* _DOCUMENT EXTRACT_
"""

Domestic Harmony is the debut studio album by Australian rock/pop group Do-Ré-Mi which was released by Virgin Records in August 1985. The album has ten tracks, which were written by lead vocalist Deborah Conway, drummer Dorland Bray, bass guitarist Helen Carter and guitarist Stephen Philip.

The single "Man Overboard" had made its first appearance on 1982's The Waiting Room EP, but was re-worked and released as a single from this album to become a top 5 hit, it included lyrics referring to anal humour, penis envy and pubic hair; and had no chorus.

At the 1985 Countdown Music Awards, the album won Best Debut Album.

The album was released in different forms for UK, German and North American markets and the Australian 1988 CD version had five bonus tracks.

Track listing
All tracks were written by Deborah Conway, Dorland Bray, Helen Carter and Stephen Philip, except where indicated.

Australian 1985 original release
"The Theme from Jungle Jim"
"After the Volcano"
"Idiot Grin"
"Cuttlefish Beach"
"Warnings Moving Clockwise"
"Man Overboard"
"Big Accident"
"Racing to Zero"
"New Taboos"

"""

Dataset excerpts on object pointing
"""

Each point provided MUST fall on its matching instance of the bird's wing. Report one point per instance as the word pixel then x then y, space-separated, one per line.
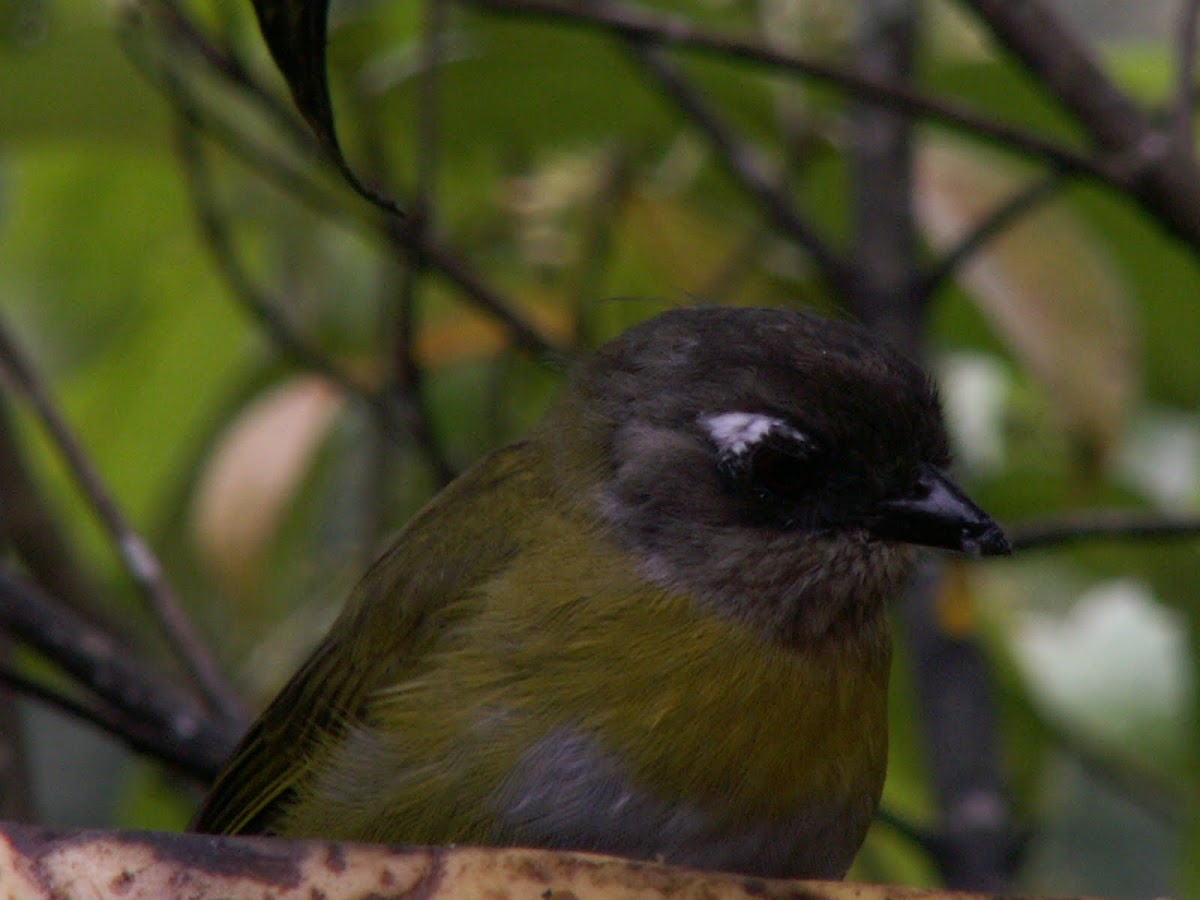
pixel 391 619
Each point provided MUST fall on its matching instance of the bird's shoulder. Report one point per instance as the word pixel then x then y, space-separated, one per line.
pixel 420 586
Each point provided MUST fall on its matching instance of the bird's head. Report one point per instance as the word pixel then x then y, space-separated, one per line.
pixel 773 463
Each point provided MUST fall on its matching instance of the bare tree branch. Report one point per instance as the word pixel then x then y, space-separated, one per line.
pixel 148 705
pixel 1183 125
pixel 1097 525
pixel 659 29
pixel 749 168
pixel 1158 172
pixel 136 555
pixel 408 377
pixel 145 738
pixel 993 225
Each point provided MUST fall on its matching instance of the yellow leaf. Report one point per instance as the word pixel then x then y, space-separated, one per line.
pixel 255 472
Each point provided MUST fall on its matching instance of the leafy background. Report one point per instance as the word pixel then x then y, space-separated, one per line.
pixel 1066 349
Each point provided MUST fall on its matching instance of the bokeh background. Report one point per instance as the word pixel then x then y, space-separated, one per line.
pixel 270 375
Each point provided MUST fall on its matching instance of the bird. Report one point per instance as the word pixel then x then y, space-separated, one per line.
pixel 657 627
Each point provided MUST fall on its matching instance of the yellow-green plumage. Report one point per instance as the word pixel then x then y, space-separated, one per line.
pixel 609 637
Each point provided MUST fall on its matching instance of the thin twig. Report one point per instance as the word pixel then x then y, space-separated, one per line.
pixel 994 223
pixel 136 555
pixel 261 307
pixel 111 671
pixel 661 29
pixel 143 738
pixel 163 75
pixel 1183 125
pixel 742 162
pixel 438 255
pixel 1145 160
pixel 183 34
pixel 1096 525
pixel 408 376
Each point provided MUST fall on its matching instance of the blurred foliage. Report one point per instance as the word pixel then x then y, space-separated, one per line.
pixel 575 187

"""

* _EXERCISES_
1. Rewrite the paragraph of the Domestic Harmony text that begins "Domestic Harmony is the debut studio album" more briefly, keeping its main facts.
2. Update the Domestic Harmony text from "Domestic Harmony is" up to and including "except where indicated.", changing "bonus tracks" to "extra tracks".
3. Answer these questions from the Domestic Harmony text:
(a) Which record label released the album, and in what month and year?
(b) What award did the album win at the 1985 Countdown Music Awards?
(c) How many bonus tracks did the Australian 1988 CD version have?

* _THE SOLUTIONS_
1. Domestic Harmony, the first studio album by Australian rock/pop group Do-Ré-Mi, came out on Virgin Records in August 1985. Its ten tracks were written by Deborah Conway (lead vocals), Dorland Bray (drums), Helen Carter (bass guitar) and Stephen Philip (guitar).

2.
Domestic Harmony is the debut studio album by Australian rock/pop group Do-Ré-Mi which was released by Virgin Records in August 1985. The album has ten tracks, which were written by lead vocalist Deborah Conway, drummer Dorland Bray, bass guitarist Helen Carter and guitarist Stephen Philip.

The single "Man Overboard" had made its first appearance on 1982's The Waiting Room EP, but was re-worked and released as a single from this album to become a top 5 hit, it included lyrics referring to anal humour, penis envy and pubic hair; and had no chorus.

At the 1985 Countdown Music Awards, the album won Best Debut Album.

The album was released in different forms for UK, German and North American markets and the Australian 1988 CD version had five extra tracks.

Track listing
All tracks were written by Deborah Conway, Dorland Bray, Helen Carter and Stephen Philip, except where indicated.

3.
(a) Virgin Records, in August 1985.
(b) Best Debut Album.
(c) Five.